## [Given data]
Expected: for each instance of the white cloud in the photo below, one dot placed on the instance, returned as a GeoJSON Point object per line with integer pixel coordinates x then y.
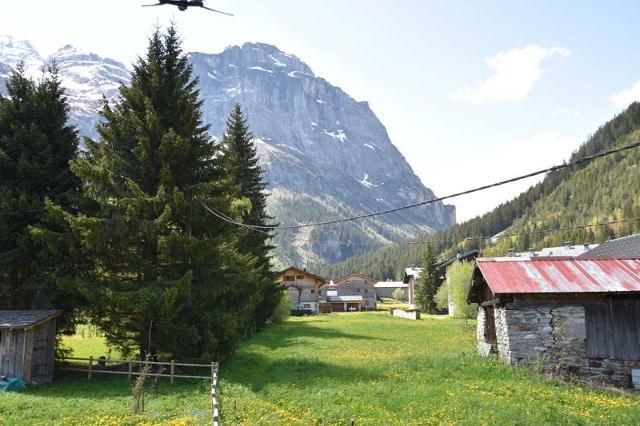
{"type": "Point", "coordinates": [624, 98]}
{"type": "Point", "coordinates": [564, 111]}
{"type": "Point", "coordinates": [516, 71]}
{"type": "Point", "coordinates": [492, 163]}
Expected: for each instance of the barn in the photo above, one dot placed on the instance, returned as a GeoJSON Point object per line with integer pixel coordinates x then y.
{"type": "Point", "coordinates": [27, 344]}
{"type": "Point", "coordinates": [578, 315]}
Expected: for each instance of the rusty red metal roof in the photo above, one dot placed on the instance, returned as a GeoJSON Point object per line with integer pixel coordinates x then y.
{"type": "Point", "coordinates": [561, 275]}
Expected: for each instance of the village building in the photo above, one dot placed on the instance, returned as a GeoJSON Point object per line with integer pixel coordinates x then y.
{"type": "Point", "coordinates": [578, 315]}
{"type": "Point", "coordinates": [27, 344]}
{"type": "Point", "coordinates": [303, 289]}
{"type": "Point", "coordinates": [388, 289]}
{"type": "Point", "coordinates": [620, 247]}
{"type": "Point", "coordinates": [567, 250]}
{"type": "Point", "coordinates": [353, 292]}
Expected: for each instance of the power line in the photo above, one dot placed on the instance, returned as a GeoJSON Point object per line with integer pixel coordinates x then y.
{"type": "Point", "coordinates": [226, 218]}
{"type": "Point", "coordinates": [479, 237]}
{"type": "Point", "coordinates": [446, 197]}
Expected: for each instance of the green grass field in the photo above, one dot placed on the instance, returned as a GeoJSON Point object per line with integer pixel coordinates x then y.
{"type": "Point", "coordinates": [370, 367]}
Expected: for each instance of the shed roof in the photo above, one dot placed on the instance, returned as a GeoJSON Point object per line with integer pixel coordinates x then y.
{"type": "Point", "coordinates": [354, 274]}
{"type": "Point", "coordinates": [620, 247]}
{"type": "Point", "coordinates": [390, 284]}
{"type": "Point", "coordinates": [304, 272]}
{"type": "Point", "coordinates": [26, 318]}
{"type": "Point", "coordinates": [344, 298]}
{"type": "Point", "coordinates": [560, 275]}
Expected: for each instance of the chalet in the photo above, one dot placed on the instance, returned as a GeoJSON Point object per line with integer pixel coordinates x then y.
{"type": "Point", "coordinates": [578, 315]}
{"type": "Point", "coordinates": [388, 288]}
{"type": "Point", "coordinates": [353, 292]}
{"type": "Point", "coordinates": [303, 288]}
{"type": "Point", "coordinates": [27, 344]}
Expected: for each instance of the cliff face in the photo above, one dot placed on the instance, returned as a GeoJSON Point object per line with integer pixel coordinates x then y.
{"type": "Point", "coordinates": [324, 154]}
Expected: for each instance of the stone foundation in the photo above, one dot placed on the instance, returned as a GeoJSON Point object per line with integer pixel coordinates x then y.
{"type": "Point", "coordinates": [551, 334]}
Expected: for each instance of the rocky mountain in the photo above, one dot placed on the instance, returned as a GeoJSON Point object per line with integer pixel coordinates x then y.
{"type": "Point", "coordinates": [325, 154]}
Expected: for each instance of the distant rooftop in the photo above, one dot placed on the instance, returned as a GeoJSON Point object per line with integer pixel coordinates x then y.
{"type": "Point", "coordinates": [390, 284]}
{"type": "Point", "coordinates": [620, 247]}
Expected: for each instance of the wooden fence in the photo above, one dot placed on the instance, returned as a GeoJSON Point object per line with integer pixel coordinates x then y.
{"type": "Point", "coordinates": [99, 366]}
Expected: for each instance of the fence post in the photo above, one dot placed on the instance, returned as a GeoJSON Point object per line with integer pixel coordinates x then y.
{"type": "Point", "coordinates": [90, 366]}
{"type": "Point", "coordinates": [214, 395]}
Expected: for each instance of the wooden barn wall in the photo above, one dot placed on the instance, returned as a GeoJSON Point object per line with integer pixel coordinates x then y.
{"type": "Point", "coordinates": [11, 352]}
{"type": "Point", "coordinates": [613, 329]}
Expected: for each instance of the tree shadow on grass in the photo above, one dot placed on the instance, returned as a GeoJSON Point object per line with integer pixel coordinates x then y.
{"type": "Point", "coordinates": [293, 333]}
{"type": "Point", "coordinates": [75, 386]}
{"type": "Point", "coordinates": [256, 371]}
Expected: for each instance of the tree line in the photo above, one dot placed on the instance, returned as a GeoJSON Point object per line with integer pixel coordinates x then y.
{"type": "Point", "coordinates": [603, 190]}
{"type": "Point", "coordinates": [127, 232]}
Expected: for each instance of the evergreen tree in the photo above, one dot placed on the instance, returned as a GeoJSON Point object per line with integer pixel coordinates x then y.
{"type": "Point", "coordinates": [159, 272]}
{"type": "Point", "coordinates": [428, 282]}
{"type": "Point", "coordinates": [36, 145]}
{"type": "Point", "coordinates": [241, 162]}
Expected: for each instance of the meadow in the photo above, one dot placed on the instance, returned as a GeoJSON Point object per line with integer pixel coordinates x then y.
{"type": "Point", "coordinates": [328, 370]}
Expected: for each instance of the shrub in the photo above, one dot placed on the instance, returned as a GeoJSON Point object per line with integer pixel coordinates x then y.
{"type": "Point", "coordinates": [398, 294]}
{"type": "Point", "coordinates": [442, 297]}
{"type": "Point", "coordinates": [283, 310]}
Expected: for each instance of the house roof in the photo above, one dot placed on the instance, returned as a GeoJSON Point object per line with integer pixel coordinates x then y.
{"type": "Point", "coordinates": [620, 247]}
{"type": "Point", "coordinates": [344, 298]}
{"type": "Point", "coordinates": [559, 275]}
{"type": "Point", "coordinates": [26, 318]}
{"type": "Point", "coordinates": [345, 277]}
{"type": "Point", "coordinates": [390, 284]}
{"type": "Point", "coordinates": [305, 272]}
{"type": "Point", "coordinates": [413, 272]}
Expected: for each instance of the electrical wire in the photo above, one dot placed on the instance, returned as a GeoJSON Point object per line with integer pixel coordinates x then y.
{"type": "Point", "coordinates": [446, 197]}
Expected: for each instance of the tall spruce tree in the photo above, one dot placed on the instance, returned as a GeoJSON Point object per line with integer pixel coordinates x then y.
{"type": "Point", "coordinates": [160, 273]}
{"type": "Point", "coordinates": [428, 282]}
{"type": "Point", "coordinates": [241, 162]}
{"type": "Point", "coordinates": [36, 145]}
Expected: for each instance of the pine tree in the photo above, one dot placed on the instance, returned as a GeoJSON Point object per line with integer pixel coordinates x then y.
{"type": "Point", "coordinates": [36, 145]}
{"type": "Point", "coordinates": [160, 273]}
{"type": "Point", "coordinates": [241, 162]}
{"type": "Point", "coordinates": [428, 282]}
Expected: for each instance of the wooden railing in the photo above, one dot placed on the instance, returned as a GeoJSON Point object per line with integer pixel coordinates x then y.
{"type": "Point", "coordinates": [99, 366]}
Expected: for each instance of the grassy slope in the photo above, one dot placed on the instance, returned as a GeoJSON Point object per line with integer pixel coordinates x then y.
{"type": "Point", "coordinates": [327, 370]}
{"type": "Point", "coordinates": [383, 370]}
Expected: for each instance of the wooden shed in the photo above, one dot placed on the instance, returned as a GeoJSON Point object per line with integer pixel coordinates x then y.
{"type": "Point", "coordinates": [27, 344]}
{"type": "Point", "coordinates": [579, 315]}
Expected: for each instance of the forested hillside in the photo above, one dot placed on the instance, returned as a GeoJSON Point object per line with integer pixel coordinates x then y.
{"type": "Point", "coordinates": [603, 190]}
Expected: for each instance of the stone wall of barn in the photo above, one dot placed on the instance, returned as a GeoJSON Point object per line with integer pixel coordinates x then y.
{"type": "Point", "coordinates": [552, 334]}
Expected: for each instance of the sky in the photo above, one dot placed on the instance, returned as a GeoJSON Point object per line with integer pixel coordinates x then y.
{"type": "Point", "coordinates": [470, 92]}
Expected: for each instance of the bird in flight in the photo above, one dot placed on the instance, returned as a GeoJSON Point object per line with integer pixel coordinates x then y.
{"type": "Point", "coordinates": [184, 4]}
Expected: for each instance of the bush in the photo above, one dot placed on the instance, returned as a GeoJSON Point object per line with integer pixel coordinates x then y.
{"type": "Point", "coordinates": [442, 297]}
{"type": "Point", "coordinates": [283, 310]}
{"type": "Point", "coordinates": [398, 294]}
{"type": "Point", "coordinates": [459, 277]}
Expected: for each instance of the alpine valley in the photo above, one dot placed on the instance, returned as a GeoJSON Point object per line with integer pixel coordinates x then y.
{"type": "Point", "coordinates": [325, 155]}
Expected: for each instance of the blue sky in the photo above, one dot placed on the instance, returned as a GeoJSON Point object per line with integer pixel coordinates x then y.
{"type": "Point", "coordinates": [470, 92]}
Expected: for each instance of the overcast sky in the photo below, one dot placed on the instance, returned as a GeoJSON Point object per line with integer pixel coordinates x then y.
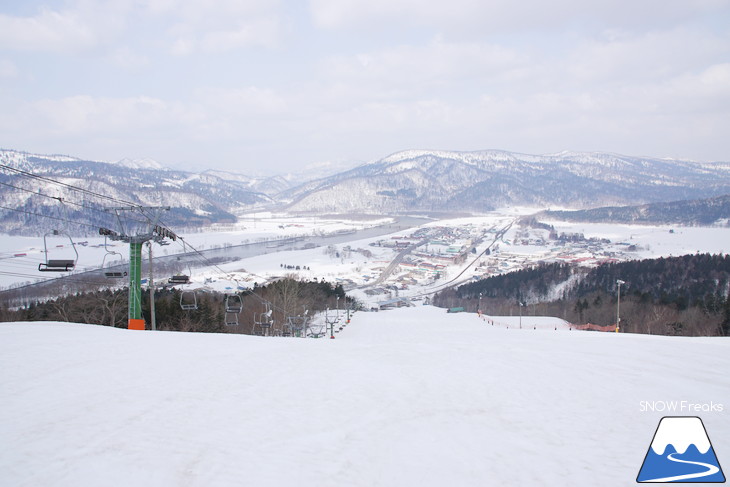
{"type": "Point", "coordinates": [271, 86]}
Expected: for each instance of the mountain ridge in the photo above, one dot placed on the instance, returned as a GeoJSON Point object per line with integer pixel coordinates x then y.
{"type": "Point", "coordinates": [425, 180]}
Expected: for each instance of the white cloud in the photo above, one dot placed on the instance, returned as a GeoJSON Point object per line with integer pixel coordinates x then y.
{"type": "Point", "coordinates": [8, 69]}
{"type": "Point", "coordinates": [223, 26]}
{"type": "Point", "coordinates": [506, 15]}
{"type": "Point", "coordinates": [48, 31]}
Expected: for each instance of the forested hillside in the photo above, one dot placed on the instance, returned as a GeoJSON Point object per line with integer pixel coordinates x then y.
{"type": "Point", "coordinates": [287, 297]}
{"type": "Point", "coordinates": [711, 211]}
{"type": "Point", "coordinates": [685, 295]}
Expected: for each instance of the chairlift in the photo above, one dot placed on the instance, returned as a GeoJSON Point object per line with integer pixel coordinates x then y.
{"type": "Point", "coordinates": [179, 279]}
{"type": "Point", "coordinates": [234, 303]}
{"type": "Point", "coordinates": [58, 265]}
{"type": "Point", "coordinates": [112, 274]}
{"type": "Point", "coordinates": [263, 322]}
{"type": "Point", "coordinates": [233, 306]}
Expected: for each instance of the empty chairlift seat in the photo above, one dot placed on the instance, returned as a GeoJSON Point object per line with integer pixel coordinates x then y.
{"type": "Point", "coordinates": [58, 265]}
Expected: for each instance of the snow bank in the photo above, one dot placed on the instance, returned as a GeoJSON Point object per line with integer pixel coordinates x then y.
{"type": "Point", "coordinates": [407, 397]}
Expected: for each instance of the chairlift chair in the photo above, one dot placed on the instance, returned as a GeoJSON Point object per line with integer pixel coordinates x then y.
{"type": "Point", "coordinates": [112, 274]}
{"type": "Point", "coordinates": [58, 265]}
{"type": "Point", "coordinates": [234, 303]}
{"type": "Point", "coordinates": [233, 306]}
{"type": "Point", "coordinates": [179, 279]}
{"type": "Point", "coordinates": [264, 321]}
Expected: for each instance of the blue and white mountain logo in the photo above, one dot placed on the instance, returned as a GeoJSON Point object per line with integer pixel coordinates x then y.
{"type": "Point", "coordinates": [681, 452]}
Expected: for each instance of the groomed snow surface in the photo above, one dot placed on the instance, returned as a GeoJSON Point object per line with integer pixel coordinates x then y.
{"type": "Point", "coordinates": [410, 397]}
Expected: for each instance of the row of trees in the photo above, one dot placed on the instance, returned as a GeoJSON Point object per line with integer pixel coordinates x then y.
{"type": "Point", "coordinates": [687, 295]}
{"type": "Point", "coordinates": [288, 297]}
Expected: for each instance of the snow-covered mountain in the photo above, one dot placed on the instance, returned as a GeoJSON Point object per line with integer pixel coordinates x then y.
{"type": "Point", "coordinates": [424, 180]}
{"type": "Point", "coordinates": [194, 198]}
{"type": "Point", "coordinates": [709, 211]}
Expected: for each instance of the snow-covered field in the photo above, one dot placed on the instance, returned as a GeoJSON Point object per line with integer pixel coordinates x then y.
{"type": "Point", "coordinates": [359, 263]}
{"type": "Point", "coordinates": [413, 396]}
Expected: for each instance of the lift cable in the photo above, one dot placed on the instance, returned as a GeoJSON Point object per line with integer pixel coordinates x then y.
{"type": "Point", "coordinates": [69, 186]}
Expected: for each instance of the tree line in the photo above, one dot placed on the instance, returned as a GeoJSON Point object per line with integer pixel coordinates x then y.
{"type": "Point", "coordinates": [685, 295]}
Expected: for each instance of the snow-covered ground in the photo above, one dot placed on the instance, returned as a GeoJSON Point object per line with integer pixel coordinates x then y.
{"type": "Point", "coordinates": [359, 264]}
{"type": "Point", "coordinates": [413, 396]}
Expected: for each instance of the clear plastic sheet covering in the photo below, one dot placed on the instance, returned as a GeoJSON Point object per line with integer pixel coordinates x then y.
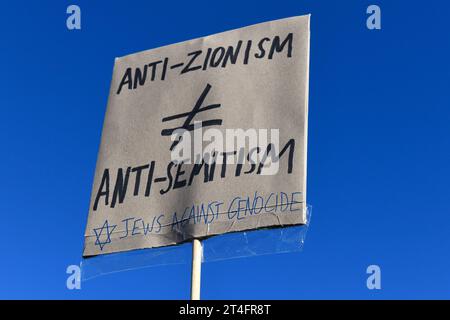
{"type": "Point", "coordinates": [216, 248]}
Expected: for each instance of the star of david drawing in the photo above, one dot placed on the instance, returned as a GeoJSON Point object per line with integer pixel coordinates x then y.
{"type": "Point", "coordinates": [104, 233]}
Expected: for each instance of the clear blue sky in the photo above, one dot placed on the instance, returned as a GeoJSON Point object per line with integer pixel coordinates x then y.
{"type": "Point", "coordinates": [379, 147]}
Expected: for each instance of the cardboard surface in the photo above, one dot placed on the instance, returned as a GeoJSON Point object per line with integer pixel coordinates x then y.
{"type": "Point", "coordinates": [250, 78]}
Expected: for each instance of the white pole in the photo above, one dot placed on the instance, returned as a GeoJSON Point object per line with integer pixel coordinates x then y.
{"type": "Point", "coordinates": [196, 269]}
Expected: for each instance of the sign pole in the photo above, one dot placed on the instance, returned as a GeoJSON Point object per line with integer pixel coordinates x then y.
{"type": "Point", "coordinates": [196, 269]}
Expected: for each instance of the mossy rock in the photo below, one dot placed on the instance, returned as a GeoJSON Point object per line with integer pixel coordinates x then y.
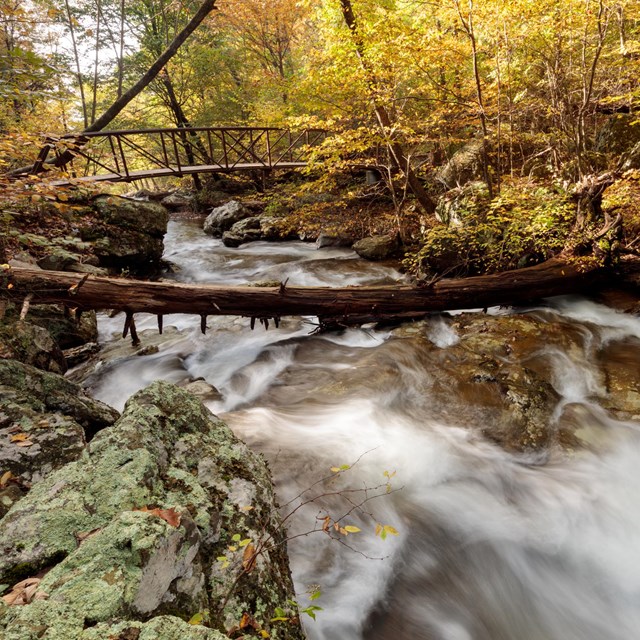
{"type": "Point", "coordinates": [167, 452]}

## [Exercise instructions]
Working from the line that contains "Expected: for each instance of the white pole" to the last line of the listing, please quote each line exactly, pictures excluded.

## [Task solution]
Expected: for each instance of the white pole in the photo above, one dot placed on the instance, returned as a GeoJSON Point object per line with integer pixel coordinates x then y.
{"type": "Point", "coordinates": [196, 269]}
Expected: for each instance of the sign pole in the photo above, one dot placed on the instance, returned as a GeoJSON Point object per line with integer pixel coordinates x then y.
{"type": "Point", "coordinates": [196, 269]}
Expected: for each instance of the mossy rock in the photo below, one dot placed on the instance, returned as a GeoJSON Point object per line with integer pixel coordinates x then y.
{"type": "Point", "coordinates": [167, 452]}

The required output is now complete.